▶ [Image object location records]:
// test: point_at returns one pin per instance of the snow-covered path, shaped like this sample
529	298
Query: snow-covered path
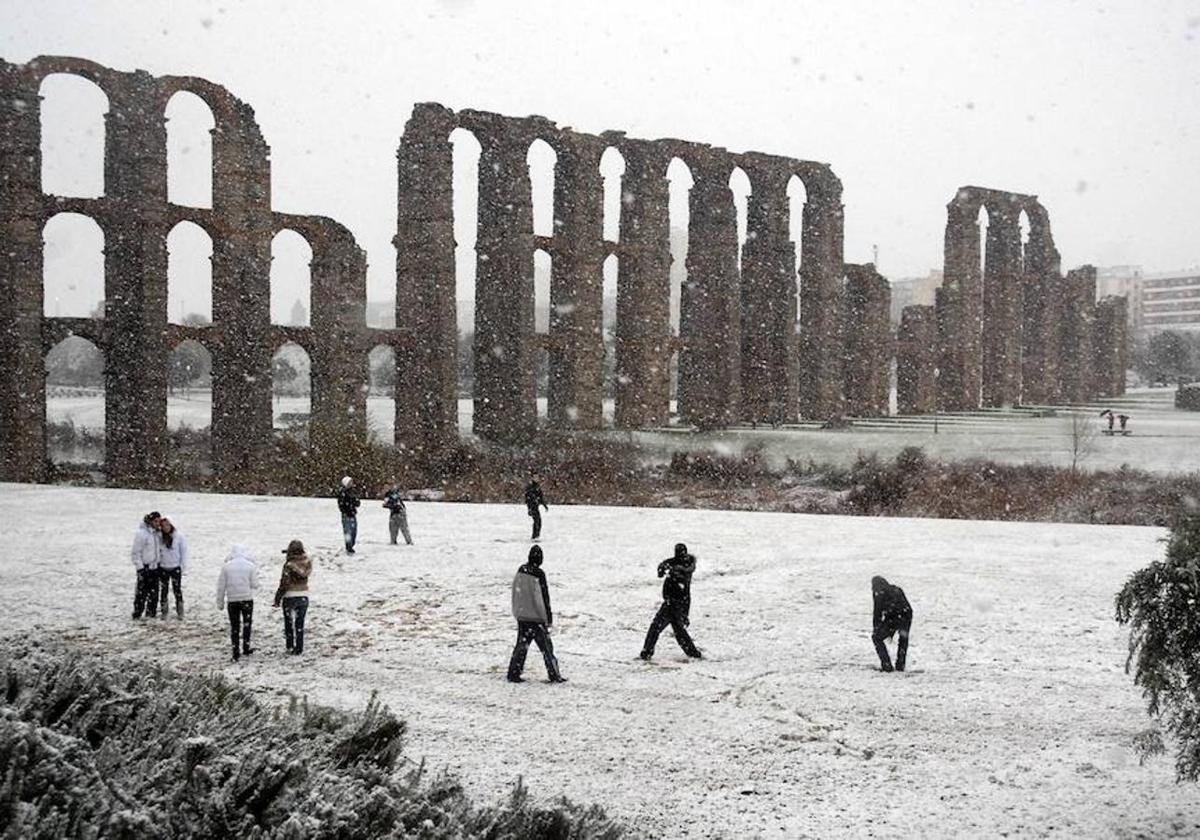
1015	718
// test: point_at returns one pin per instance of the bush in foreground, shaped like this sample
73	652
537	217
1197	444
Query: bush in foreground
95	749
1162	606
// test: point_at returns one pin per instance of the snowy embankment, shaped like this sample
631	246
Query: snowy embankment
1015	718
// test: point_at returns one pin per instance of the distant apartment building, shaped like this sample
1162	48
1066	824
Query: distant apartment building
1168	300
913	292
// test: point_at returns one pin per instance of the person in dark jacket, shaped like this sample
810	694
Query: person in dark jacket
893	613
535	499
676	573
348	504
397	519
531	607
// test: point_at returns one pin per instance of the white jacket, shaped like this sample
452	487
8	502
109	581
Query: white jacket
175	557
239	577
145	547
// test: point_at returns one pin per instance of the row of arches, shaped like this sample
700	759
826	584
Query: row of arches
73	273
541	161
73	112
76	395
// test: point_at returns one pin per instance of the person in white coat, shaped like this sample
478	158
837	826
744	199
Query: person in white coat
235	593
172	565
145	561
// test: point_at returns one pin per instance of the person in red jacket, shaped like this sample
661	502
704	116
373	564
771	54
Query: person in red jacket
531	607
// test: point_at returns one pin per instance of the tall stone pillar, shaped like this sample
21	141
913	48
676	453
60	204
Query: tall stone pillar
1075	334
917	361
339	322
768	294
821	274
1042	312
576	286
22	365
1109	346
426	363
867	364
241	270
1002	309
643	289
505	387
711	301
136	283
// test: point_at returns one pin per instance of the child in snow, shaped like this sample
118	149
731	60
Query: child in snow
172	564
676	606
145	562
531	607
235	593
893	613
348	505
293	595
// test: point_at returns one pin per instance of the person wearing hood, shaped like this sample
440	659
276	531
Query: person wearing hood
892	615
676	573
348	504
235	593
531	607
293	594
172	565
145	561
397	519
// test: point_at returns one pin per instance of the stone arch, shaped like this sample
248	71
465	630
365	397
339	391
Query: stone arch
612	168
291	279
76	402
190	126
382	394
73	114
681	179
541	160
72	267
189	275
291	387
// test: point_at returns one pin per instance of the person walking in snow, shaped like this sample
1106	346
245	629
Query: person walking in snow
535	499
676	573
293	595
235	594
893	613
531	607
348	504
145	561
172	565
397	521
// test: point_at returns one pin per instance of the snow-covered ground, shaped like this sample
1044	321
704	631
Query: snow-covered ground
1163	439
1015	719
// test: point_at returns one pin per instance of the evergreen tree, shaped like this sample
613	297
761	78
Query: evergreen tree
1162	606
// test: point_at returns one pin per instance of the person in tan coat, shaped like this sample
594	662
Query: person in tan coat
293	595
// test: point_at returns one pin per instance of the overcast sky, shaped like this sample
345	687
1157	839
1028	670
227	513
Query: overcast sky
1092	106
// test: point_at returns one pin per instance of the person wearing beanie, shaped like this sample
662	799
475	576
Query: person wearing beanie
531	607
172	565
676	573
348	504
293	595
145	562
892	615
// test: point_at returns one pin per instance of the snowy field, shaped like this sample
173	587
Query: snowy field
1163	439
1015	719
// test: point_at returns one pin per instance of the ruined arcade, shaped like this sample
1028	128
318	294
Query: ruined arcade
761	339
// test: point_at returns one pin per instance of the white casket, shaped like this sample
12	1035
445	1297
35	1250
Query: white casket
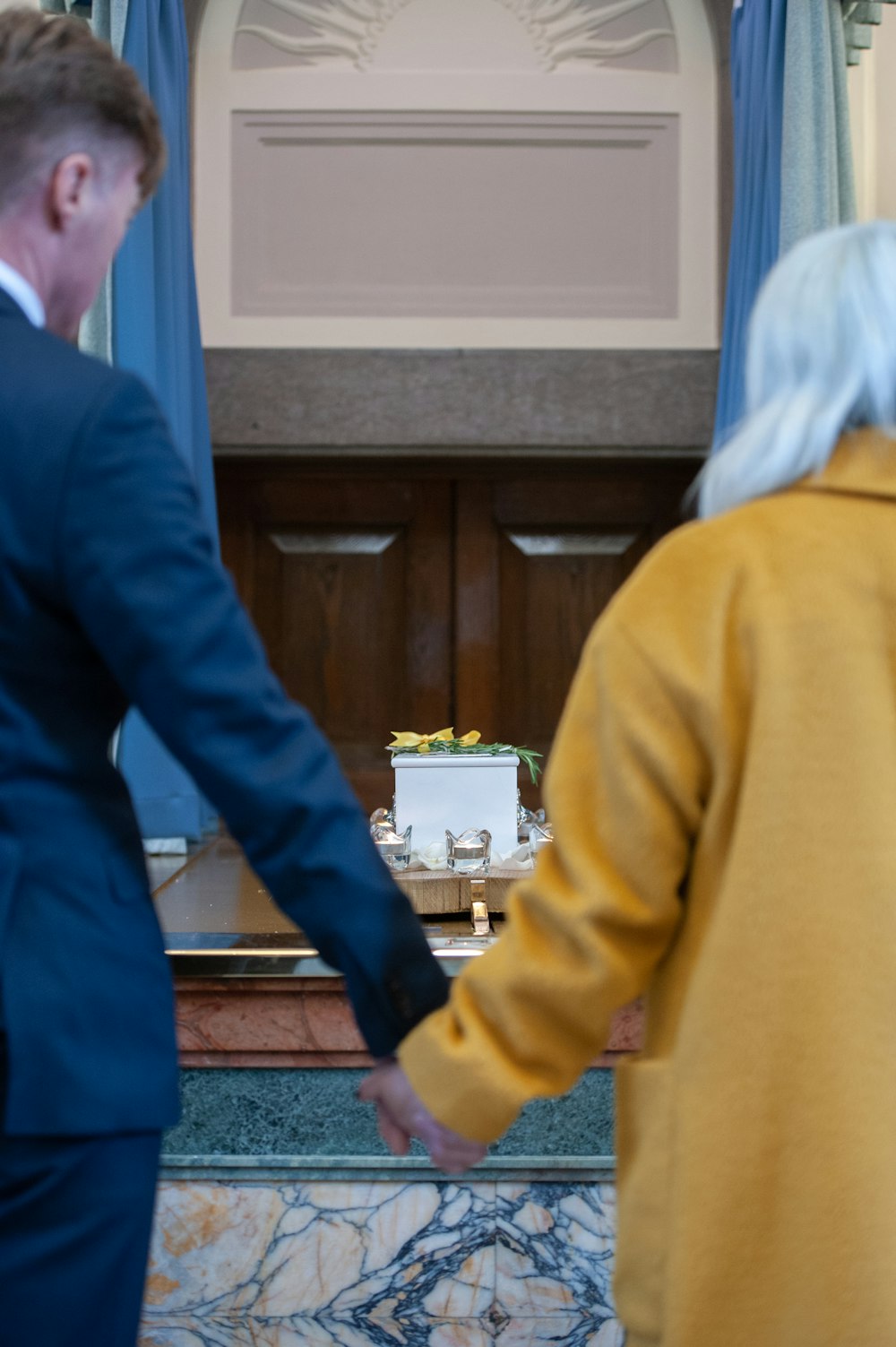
438	791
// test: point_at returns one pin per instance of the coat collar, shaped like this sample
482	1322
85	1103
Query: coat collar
864	463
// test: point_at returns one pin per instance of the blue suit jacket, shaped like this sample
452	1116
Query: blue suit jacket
111	594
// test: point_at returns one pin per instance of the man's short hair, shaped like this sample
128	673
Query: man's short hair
64	91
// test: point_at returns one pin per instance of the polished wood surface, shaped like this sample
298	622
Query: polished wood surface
277	1022
214	891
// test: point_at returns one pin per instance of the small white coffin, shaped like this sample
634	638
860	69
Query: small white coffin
438	791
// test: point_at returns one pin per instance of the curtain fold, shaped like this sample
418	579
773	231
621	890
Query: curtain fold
757	89
817	158
155	332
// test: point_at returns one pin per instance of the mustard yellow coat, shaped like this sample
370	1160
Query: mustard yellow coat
724	799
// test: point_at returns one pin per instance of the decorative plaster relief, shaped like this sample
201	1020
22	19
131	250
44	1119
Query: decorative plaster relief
561	32
460	214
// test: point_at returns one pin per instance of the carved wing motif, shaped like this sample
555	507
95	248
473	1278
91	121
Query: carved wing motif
340	30
570	30
561	30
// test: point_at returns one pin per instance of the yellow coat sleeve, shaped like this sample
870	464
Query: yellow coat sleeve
624	792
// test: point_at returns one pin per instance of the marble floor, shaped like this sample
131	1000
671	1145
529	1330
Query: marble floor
442	1264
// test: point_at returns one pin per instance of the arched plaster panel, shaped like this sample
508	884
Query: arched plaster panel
457	173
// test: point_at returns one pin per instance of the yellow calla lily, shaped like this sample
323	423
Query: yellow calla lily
411	739
406	739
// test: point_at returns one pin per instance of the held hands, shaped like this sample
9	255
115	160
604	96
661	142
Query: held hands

▶ [Work to do]: Arrange every line of the records above as a numbered list, omitting blank lines and excluding the pictures.

▶ [Solution to this task]:
1. // test: point_at returns one pin per instance of the snow-covered path, shaped like this sample
2. 529	298
3. Query: snow-covered path
4. 1015	718
5. // test: point_at returns one pin per instance of the bush in foreground, shaped like this sample
6. 73	652
7. 537	217
8. 1197	444
9. Query: bush in foreground
10. 95	749
11. 1162	606
12. // test: point_at returns one pin per instance of the snowy embankment, shaped like this sample
13. 631	246
14. Query: snowy embankment
15. 1015	718
16. // test: point_at returns one pin per instance of the distant apartment building, shaped like this sample
17. 1162	48
18. 1066	824
19. Query: distant apartment building
20. 1168	300
21. 913	292
22. // test: point_at returns one pin per instance of the person in dark jacket, shaped like this sample
23. 810	694
24. Query: person in dark jacket
25. 893	613
26. 535	499
27. 676	573
28. 348	504
29. 397	519
30. 531	607
31. // test: point_at returns one pin per instance of the white jacket, shaped like this sample
32. 452	487
33. 8	502
34. 109	581
35. Query: white jacket
36. 175	557
37. 239	577
38. 145	547
39. // test: point_at returns one pin per instance of the row of arches, shaped like this sample
40. 700	759
41. 826	584
42. Query: row of arches
43. 73	273
44. 541	161
45. 73	112
46. 76	395
47. // test: point_at returns one pin per instance of the person in white coat, shaped like this sample
48. 478	158
49. 837	826
50. 744	199
51. Query: person in white coat
52. 235	593
53. 172	565
54. 145	561
55. // test: point_at returns one pin per instance of the person in red jacket, shaped like this sample
56. 661	502
57. 704	116
58. 373	564
59. 771	54
60. Query: person in red jacket
61. 531	607
62. // test: point_at returns one pin per instance of the tall stone pillar, shaped like this sample
63. 21	141
64. 913	48
65. 676	453
66. 60	204
67. Query: tall stone pillar
68. 1075	334
69. 917	361
70. 339	322
71. 768	294
72. 821	274
73. 1042	312
74. 576	286
75. 22	365
76. 1109	346
77. 426	363
78. 867	364
79. 241	270
80. 1002	309
81. 643	289
82. 505	387
83. 711	301
84. 136	283
85. // test: point_at returns one pin per instance of the child in snow, shaped like this sample
86. 118	149
87. 731	60
88. Query: child in snow
89. 172	564
90. 676	606
91. 145	562
92. 531	607
93. 235	593
94. 893	613
95. 348	505
96. 293	595
97. // test: point_at returns one pin per instance of the person wearing hood, shaped like this sample
98. 440	659
99. 276	531
100. Query: person wearing hood
101. 892	615
102. 676	573
103. 348	504
104. 235	593
105. 531	607
106. 293	594
107. 172	565
108. 145	561
109. 397	519
110. // test: point_at returns one pin per instance of the stone arch, shaped like this sample
111. 248	71
112. 465	630
113. 365	397
114. 339	391
115. Query: stone arch
116. 612	168
117. 291	279
118. 76	402
119. 190	126
120. 382	394
121. 73	114
122. 681	179
123. 541	160
124. 72	267
125. 189	275
126. 291	387
127. // test: point_at returns one pin per instance of the person walking in snow, shaped like this sample
128. 1106	346
129. 245	629
130. Query: person walking in snow
131. 535	499
132. 676	573
133. 293	595
134. 235	594
135. 893	613
136. 531	607
137. 348	504
138. 145	561
139. 172	565
140. 397	521
141. // test: point_at returns one pin per instance of the snow-covered ground, shaped like this sample
142. 1044	321
143. 704	631
144. Query: snow-covered ground
145. 1163	439
146. 1015	719
147. // test: point_at returns one pin per instance of the evergreen tree, shaped like this sample
148. 613	297
149. 761	78
150. Query: evergreen tree
151. 1162	606
152. // test: point_at returns one pin per instance of the person in tan coat, shaped like this sample
153. 594	662
154. Query: person in tan coat
155. 293	595
156. // test: point_at returns one pin per instance of the overcast sky, shaped like this sample
157. 345	687
158. 1157	839
159. 1028	670
160. 227	513
161. Query: overcast sky
162. 1092	106
163. // test: point_at returns one pin per instance of the person wearing beanie, shaped like this sample
164. 662	799
165. 475	576
166. Query: person wearing beanie
167. 531	607
168. 172	565
169. 676	573
170. 348	504
171. 293	595
172. 145	562
173. 892	615
174. // test: point_at returns one pin per instance of the snowy field, shaped like this sample
175. 173	587
176. Query: snowy field
177. 1163	439
178. 1015	719
179. // test: point_at returns one pin per instance of the ruined arcade, shaped like this sample
180. 1028	128
181. 318	294
182. Query: ruined arcade
183. 761	339
184. // test: point_at returns one pin per instance of the white casket, shaped like this sample
185. 12	1035
186. 445	1297
187. 35	1250
188. Query: white casket
189. 438	791
190. // test: point_at returns one pin per instance of the coat collar, shaped like this sample
191. 482	1322
192. 85	1103
193. Query: coat collar
194. 864	463
195. // test: point_at returns one pin per instance of the blue suit jacket, shaped like this sample
196. 452	1116
197. Query: blue suit jacket
198. 111	594
199. // test: point_at returns one pin per instance of the man's short hair, shaped like this sample
200. 128	673
201. Query: man's short hair
202. 64	91
203. // test: point_at returns one pin per instance of the polished wood surface, shaped like this sample
204. 298	622
205. Query: polished wood surface
206. 277	1022
207. 214	891
208. // test: point_at returns one pin per instance of the small white coffin, shaped like this sample
209. 634	638
210. 860	69
211. Query: small white coffin
212. 438	791
213. // test: point_at returns one pin per instance of the curtain fold, shaped like this sample
214. 418	579
215. 773	231
216. 621	890
217. Query: curtain fold
218. 757	89
219. 817	158
220. 155	332
221. // test: point_at returns one pin per instance of the mustard yellow coat, shaped like this sample
222. 370	1160
223. Query: mustard yellow coat
224. 724	799
225. // test: point_at returns one pin per instance of the decorative plaster relief, shaped like this sample
226. 201	1020
227. 22	19
228. 131	250
229. 44	1119
230. Query: decorative plaster relief
231. 561	32
232. 460	214
233. // test: point_at returns one pin per instance of the carved wing motif, shaped like this sample
234. 555	507
235. 95	248
236. 473	1278
237. 91	121
238. Query: carved wing motif
239. 340	30
240. 570	30
241. 561	30
242. // test: point_at returns one pin per instance of the yellow coat sleeve, shaped like this sample
243. 870	464
244. Query: yellow coat sleeve
245. 624	792
246. // test: point_at returns one pin per instance of the marble floor, shaped like this sample
247. 131	1000
248. 671	1145
249. 529	1330
250. Query: marble floor
251. 442	1264
252. // test: point_at returns one pin per instance of the arched plaster panel, shaped like this sample
253. 508	884
254. Query: arched plaster panel
255. 457	173
256. // test: point_at returns one pin per instance of the yellow calla lily, shaped like this sample
257. 323	423
258. Query: yellow calla lily
259. 411	739
260. 406	739
261. // test: point_at returns one pin per instance of the held hands, shaped like this sample
262. 9	255
263. 115	160
264. 604	96
265. 661	142
266. Query: held hands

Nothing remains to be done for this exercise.